DOCUMENT SECTION
-=-=-
This repository contains the qc pipeline — a modular, SLURM‑compatible workflow for:
Running quality control on compressed FASTQ sequencing data using FastQC and MultiQC in a reproducible, HPC‑friendly manner.
The pipeline is designed specifically for HPC environments and handles:
- Validation of user input FASTQ directories
- Automated FastQC execution across all samples
- Aggregation of QC metrics with MultiQC
- Robust conda environment setup for MultiQC
- Safe sequential job execution using SLURM dependencies
- Centralised, reproducible logging
All pipeline outputs are written to a dedicated output/ directory, enabling seamless integration with downstream workflows (trimming, alignment, variant calling, etc.).
qc/
├── README.md # Top-level overview (this file)
├── config.sh # User configuration (input paths, resources)
├── run_pipeline.sh # Entry point (tmux + orchestration)
├── utils/ # Shared utilities
│ ├── variables.sh # Pipeline metadata and constants
│ └── functions.sh # Reusable helper functions
│ └── env_qc.yaml # YAML file for generating conda environment
├── modules/ # Pipeline modules (executed under SLURM)
│ ├── pipeline.sh # SLURM pipeline orchestrator
│ ├── conda_env.sh # Conda environment setup for MultiQC
│ ├── 1_fastqc.sh # FastQC execution
│ └── 2_multiqc.sh # MultiQC aggregation
└── output/ # Pipeline-generated data (created at runtime)
At a high level, the QC pipeline proceeds as follows:
- Verifies the presence of the required MultiQC conda environment
- Automatically creates the environment if missing, using a pinned YAML file
- Optionally performs environment creation inside a tmux session to allow safe user disconnects
- Submits a SLURM job to run FastQC on all
.fastq.gzfiles in the user‑supplied input directory - Uses configurable CPU and memory resources per job
- Writes per‑job and per‑sample logs for traceability
- Submits a dependent SLURM job that runs only after FastQC completes successfully
- Aggregates all FastQC results into a single MultiQC report
- Produces an HTML report and associated data directory
All pipeline steps are coordinated through SLURM job dependencies to ensure deterministic, sequential execution without manual intervention.
-=-=-
DATASET RECORDS

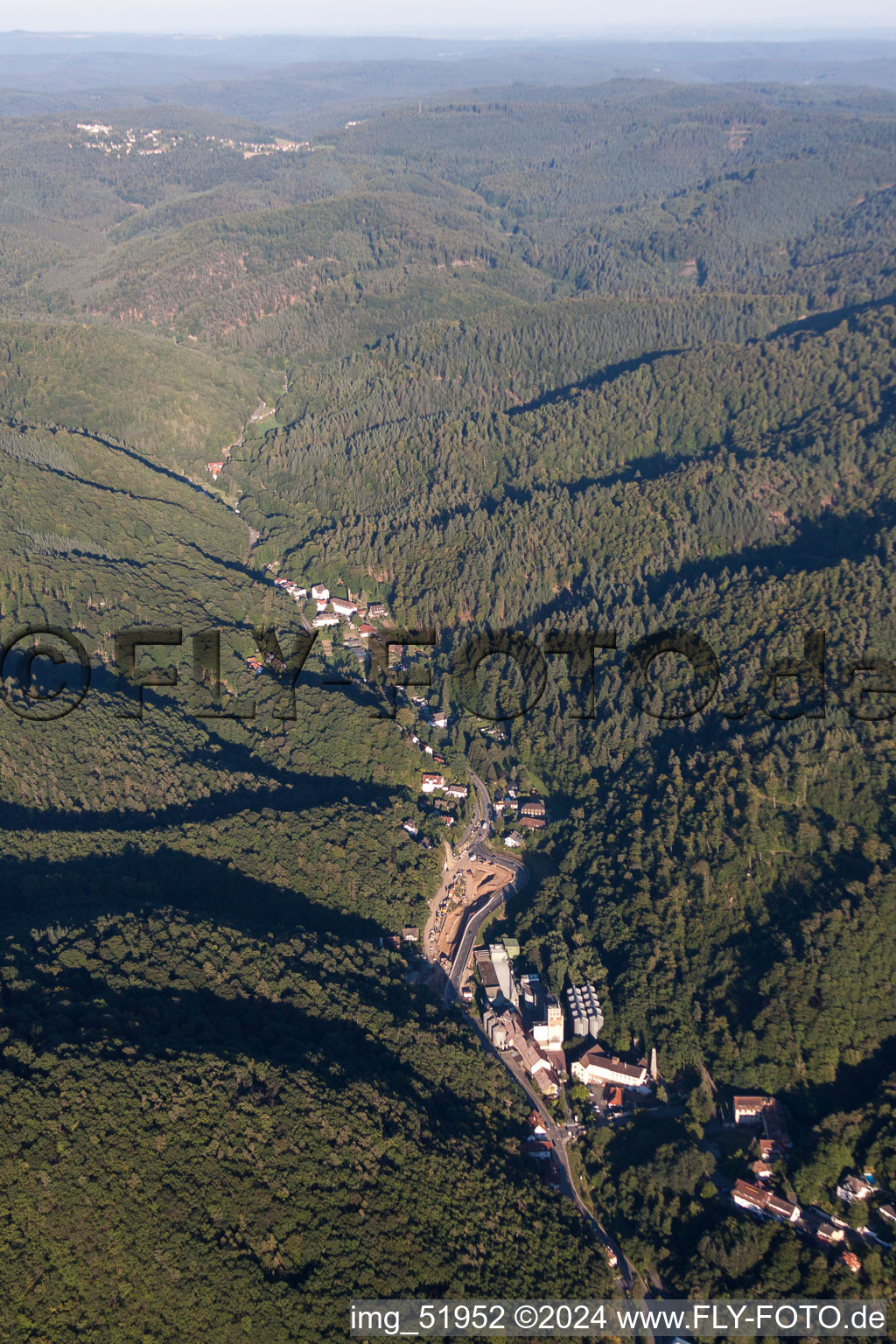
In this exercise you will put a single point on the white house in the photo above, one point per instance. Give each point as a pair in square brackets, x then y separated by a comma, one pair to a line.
[597, 1068]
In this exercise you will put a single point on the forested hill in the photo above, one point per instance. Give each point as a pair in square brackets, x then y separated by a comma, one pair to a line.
[598, 356]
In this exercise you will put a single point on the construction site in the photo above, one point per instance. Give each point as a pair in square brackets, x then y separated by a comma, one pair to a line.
[473, 883]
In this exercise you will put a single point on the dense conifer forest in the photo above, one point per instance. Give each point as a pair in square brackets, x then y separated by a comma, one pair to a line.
[607, 355]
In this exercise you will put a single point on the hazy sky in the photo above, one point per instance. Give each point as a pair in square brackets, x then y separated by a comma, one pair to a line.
[410, 17]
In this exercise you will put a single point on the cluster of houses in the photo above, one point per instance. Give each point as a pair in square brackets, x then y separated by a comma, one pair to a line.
[331, 609]
[434, 782]
[522, 1016]
[529, 814]
[540, 1150]
[766, 1115]
[763, 1113]
[132, 142]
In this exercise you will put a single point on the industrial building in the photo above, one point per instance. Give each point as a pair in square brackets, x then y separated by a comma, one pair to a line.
[584, 1007]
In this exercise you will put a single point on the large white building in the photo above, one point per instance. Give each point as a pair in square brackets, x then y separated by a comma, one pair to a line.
[597, 1068]
[550, 1032]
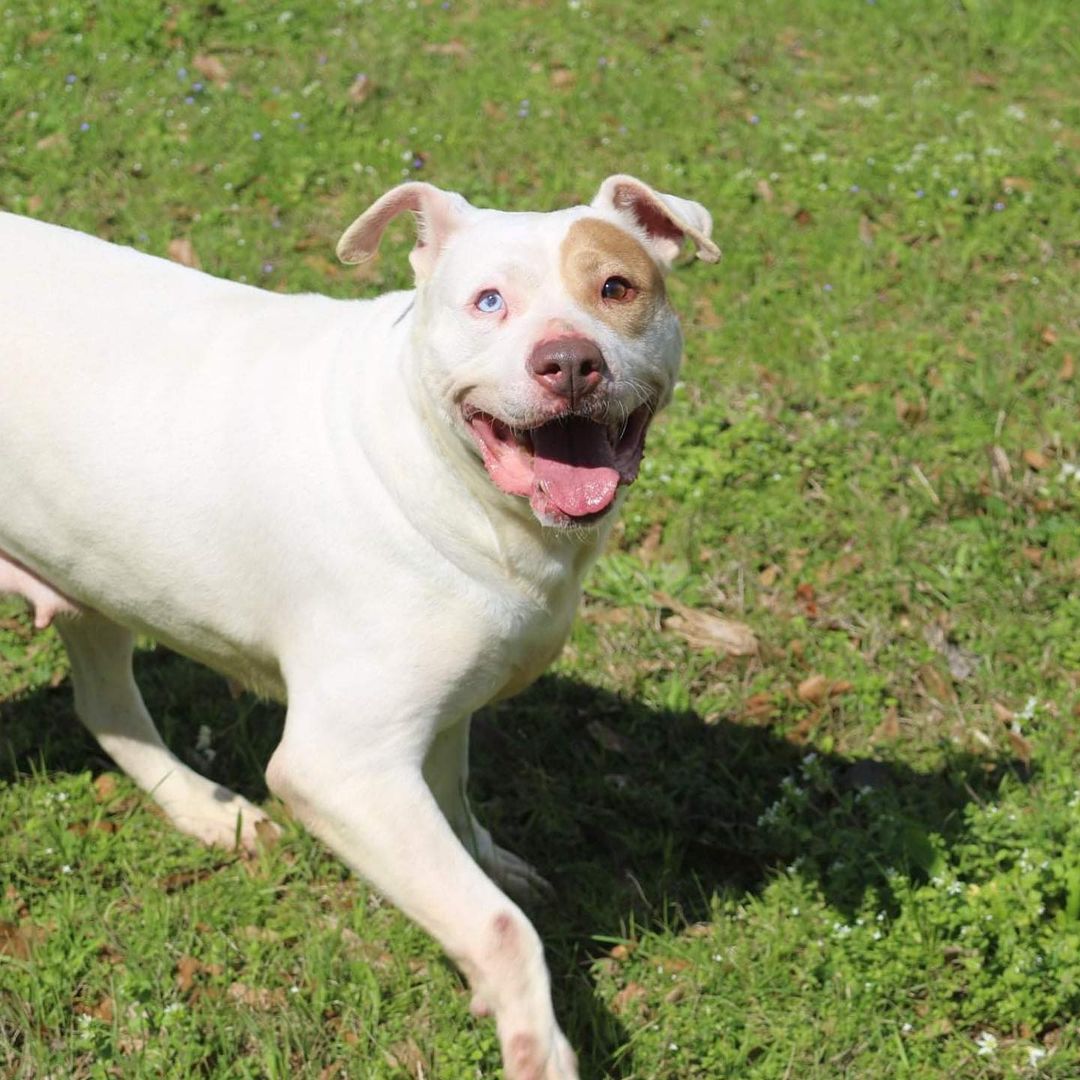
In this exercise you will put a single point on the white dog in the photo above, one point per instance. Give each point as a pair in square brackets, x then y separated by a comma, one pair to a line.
[380, 510]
-=-=-
TASK ITEM
In the QC pipeline overview, what condition must be met before the dependent SLURM job for MultiQC runs? The data has nothing to do with what follows the QC pipeline overview.

REPLY TO THE EXERCISE
FastQC must complete successfully.